### Problems
#1 In the forum post on electrical problems, which vent mode is the only one where the AC control unit does not make the clicking noise?
#2 Based on the forum post on electrical problems, mark each statement yes or no, and quote the words of the post that decide it. (a) The factory alarm has gone off three times for no apparent reason. (b) A professional audio store installed the in-dash CD changer last May. (c) The rear defroster light stopped working entirely.
[Start Given passage]
# Electrical problems



## cameron (Dec 8, 2004)

My car has been having several electrical related problems. About 2-3yrs ago or so my AC control lights and rear defroster dash light started working intermittently then the rear defroster light quit working entirely. Also, my tach started sticking occasionally in the last yr or 2. More recently, in the last month, I have encountered two other problems. One, my factory alarm has gone off 3 times for no apparant reason. The other recent problem is that the AC control unit started making a very loud continuous clicking noise when I started the car when it was about 20 degrees outside just before Christmas. It's done it about 3 other times. About a wk ago when I started the car it started immediately. I pressed other vent controls and it stopped then I would hit the front vent and it would start again. It is now doing it in every mode except the bi-level mode. It will start as soon I as I turn the ignition even thought the fan is off. The vent control lights will work only on occasion. Like today they didn't come on when I turned the lights on but when I thumped one of the vent controls they came on.

I have had stereo work done several times so I don't know if that may have something to do with it. My original stereo was replaced several times for skipping back 3yrs ago. Then I had a sub/amp put in by another prof audio store about 2yrs ago. Then last May I put in a stereo/in-dash cd changer myself with the help of a friend. I don't know if its something like a lose connection or what. We worked under the dash quite a bit..we had a real hard time getting everything back into the dash. The ac control unit lights were intermittent before I put the new stereo in last May but started sometime after the 1st or 2nd replacement stereo was put in. The 2 recent problems with the factory alarm and AC control unit vents clicking started just in the last month. Anyone have had any of these experiences? I thought electrical problems were non existent in the 240sx's. I have no clue on what to do to get this stuff fixed but more little things keep popping up.


----------
[End Given passage]
[Start Given records]
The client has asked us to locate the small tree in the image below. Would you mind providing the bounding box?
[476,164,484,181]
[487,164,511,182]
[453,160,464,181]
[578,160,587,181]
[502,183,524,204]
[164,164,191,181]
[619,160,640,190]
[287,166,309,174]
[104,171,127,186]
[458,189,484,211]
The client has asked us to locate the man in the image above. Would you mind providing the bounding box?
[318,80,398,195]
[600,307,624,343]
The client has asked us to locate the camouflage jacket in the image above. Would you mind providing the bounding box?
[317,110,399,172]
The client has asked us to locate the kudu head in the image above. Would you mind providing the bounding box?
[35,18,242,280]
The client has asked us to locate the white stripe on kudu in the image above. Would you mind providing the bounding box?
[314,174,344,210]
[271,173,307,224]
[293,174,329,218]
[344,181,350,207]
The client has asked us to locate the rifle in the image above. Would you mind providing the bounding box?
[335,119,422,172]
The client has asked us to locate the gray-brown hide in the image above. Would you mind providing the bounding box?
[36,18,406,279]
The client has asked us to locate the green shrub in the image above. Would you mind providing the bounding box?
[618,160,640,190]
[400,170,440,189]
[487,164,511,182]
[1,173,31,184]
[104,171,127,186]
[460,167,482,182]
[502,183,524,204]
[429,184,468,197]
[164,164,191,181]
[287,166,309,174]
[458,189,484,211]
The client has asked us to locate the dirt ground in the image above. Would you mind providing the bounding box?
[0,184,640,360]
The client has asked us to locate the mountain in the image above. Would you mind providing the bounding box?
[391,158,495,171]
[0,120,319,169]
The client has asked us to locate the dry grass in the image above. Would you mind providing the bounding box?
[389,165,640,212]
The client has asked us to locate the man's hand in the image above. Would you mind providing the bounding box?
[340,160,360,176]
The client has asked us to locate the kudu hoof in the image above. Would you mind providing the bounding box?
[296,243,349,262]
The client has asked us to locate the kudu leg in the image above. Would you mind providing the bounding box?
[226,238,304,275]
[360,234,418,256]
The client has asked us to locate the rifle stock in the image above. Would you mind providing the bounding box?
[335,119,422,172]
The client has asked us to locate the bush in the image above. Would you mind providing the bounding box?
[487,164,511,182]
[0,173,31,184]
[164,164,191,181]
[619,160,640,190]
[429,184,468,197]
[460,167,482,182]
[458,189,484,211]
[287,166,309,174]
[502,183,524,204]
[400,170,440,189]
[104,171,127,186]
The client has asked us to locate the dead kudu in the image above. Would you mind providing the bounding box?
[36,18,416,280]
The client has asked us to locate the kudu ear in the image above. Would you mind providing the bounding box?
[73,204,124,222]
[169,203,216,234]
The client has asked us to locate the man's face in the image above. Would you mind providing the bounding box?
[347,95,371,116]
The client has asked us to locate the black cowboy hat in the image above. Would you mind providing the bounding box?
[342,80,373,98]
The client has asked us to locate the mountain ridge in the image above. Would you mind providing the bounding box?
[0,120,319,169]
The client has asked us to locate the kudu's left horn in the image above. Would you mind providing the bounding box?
[End Given records]
### Answers to the problems
#1 The bi-level mode.

#2
(a) Yes: "my factory alarm has gone off 3 times for no apparant reason"
(b) No: "last May I put in a stereo/in-dash cd changer myself with the help of a friend"
(c) Yes: "then the rear defroster light quit working entirely"